Exactly reproduce the lines beginning with the line that includes "shaped like (744,362)." and ending with the last line of the data.

• • •

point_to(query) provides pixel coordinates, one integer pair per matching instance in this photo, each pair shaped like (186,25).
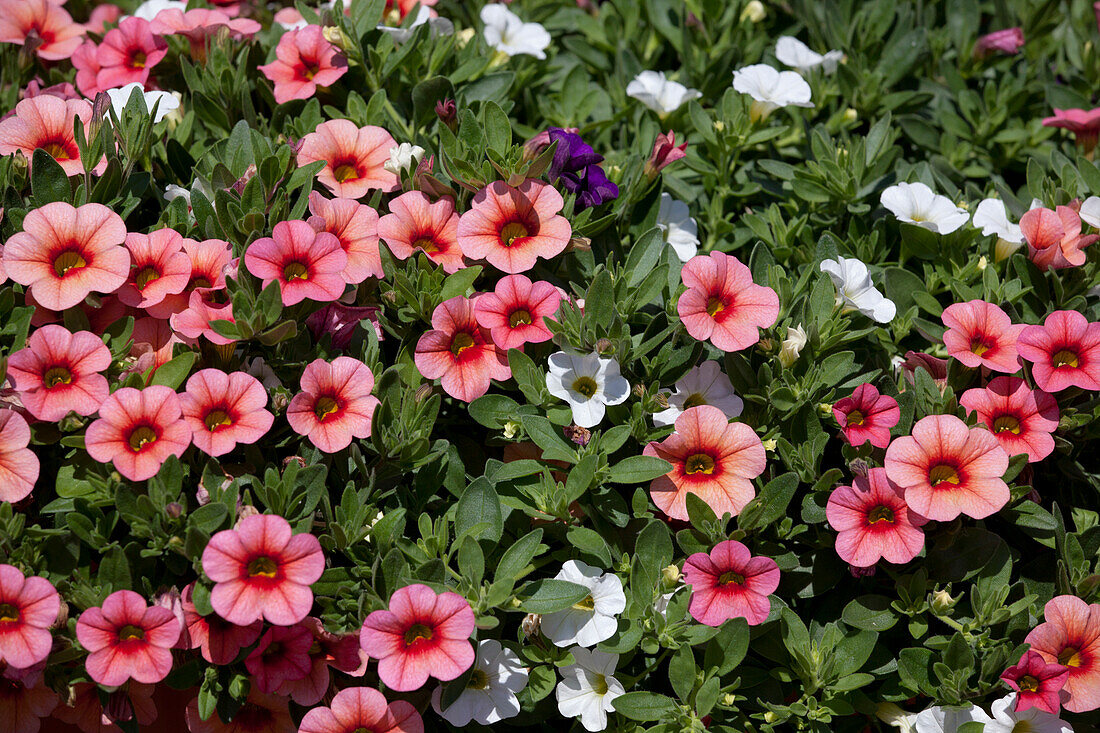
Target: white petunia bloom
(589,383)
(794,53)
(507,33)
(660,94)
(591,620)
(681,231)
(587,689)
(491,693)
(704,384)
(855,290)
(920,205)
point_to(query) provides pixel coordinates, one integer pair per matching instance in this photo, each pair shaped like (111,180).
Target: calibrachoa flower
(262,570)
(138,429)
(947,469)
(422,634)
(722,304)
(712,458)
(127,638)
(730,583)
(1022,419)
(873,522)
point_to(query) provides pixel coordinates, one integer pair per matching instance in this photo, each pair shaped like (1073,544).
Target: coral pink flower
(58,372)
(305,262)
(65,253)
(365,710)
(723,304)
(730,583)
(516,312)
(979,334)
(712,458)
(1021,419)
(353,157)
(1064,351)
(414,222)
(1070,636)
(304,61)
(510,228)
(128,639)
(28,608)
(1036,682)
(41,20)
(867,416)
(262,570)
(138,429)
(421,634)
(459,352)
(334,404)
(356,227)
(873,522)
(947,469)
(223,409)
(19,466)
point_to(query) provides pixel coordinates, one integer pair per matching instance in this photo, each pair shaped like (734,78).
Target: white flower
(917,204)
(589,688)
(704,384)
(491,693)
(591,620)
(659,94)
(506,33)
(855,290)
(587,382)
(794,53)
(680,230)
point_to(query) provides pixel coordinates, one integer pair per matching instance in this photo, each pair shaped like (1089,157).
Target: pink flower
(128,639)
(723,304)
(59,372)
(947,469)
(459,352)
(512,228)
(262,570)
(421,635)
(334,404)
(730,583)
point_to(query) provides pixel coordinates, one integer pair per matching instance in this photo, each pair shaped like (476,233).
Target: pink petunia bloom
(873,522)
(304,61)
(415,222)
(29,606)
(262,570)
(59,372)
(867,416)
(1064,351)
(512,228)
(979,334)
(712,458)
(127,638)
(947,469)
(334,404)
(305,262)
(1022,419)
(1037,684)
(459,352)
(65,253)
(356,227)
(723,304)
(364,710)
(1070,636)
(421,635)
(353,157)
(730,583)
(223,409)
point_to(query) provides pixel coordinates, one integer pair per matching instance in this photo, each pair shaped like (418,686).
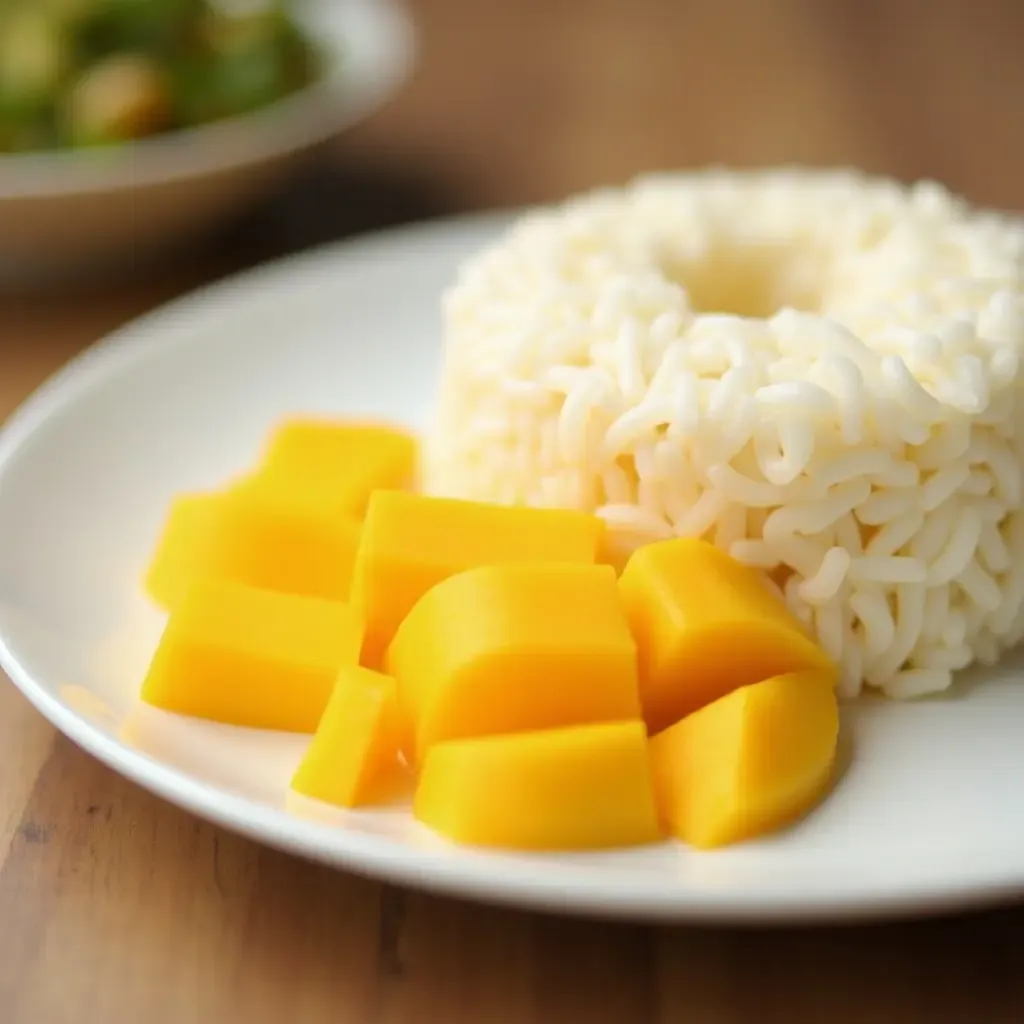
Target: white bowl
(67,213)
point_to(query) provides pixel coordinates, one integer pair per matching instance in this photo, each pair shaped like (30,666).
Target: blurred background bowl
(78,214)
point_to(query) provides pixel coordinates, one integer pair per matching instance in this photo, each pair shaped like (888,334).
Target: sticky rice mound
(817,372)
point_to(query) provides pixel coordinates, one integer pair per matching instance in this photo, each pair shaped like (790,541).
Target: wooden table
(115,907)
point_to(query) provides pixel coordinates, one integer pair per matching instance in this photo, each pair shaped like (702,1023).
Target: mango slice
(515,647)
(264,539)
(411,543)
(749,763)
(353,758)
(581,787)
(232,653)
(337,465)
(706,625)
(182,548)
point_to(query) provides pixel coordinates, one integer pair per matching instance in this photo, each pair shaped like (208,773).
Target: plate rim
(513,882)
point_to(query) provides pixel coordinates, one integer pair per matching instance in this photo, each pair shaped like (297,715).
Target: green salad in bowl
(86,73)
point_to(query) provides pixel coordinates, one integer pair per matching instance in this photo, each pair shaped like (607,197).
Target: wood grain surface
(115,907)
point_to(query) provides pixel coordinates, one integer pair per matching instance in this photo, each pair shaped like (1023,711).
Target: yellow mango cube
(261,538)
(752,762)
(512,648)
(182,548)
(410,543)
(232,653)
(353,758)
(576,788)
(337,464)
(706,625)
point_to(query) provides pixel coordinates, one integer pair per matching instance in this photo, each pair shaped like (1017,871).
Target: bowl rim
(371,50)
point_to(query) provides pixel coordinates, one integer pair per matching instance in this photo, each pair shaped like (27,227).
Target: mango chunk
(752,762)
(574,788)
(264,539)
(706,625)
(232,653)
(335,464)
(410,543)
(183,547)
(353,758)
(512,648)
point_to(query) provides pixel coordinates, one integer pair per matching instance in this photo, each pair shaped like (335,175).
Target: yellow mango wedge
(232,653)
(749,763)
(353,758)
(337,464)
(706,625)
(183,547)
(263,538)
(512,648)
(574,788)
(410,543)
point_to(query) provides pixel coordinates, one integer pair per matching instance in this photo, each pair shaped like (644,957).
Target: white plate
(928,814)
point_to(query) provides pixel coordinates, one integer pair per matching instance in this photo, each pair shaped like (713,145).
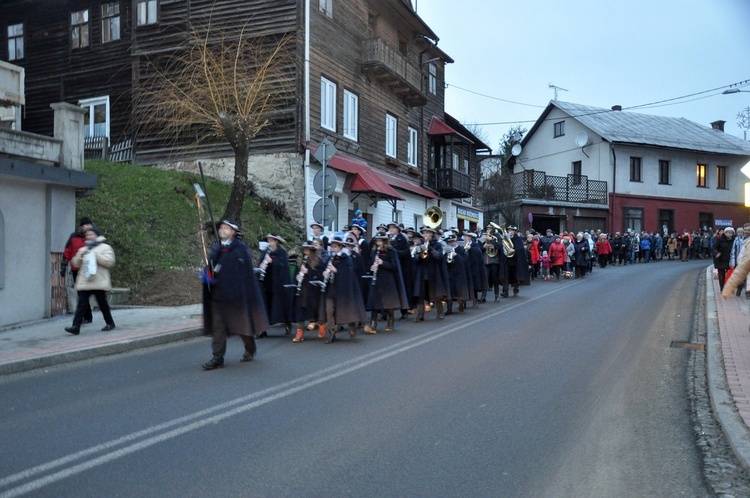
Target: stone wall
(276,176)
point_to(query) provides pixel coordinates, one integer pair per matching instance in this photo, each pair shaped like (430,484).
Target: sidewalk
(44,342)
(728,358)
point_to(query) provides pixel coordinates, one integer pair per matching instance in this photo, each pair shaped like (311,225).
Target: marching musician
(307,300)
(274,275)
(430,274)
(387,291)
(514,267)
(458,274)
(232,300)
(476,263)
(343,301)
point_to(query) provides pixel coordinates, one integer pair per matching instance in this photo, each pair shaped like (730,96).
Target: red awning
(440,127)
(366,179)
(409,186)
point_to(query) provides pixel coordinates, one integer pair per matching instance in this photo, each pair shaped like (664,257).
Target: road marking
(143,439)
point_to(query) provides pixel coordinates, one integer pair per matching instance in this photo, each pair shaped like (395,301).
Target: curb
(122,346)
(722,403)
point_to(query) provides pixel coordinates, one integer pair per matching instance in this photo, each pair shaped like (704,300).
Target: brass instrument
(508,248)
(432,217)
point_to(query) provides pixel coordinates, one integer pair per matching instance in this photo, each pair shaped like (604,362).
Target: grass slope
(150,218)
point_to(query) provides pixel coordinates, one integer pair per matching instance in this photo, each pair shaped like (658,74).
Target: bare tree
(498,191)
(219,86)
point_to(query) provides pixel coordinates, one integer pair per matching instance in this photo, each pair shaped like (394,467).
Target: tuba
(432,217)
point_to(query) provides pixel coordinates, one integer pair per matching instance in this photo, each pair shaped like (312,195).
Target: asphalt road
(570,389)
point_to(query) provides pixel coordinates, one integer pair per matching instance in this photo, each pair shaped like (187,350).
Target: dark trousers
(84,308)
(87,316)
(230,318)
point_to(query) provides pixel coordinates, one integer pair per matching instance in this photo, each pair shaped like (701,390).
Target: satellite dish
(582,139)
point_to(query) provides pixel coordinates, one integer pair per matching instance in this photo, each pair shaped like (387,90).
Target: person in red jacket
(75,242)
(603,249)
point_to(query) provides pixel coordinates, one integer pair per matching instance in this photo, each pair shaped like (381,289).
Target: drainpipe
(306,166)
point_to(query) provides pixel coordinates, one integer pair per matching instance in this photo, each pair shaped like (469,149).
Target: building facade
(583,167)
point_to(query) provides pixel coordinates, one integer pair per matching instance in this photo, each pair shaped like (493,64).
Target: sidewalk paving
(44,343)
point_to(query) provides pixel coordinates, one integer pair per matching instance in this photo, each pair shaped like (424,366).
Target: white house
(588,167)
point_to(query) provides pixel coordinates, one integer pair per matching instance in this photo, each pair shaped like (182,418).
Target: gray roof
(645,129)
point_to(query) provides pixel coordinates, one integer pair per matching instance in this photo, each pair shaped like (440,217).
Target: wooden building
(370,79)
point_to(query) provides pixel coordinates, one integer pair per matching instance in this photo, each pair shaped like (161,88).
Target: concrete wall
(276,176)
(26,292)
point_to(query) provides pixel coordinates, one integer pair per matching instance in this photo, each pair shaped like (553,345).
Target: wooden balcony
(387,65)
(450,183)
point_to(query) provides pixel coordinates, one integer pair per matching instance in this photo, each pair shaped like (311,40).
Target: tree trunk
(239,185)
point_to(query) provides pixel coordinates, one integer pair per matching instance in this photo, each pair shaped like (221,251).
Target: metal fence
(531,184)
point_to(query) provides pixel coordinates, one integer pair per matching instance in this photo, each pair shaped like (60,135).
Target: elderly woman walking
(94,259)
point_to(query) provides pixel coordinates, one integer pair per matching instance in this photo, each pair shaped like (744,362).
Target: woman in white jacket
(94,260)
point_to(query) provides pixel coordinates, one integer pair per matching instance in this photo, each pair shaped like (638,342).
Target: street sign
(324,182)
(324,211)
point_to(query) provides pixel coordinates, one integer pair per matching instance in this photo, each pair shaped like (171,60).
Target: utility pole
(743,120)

• • •

_The answer_
point_to(query) provides pixel coordinates, one integer pair per matching instance in this photo, each pair shaped like (744,362).
Target: woman in white jacket
(94,260)
point_to(query) provides pixel coordinates, one integer pair per matching instance in this photo, each pair shaped like (638,342).
Target: street sign
(324,182)
(324,211)
point_to(query) provides pixel coordinates, one integer pair per matching instance in this photo, each pair shaped like (171,60).
Target: utility pole
(743,120)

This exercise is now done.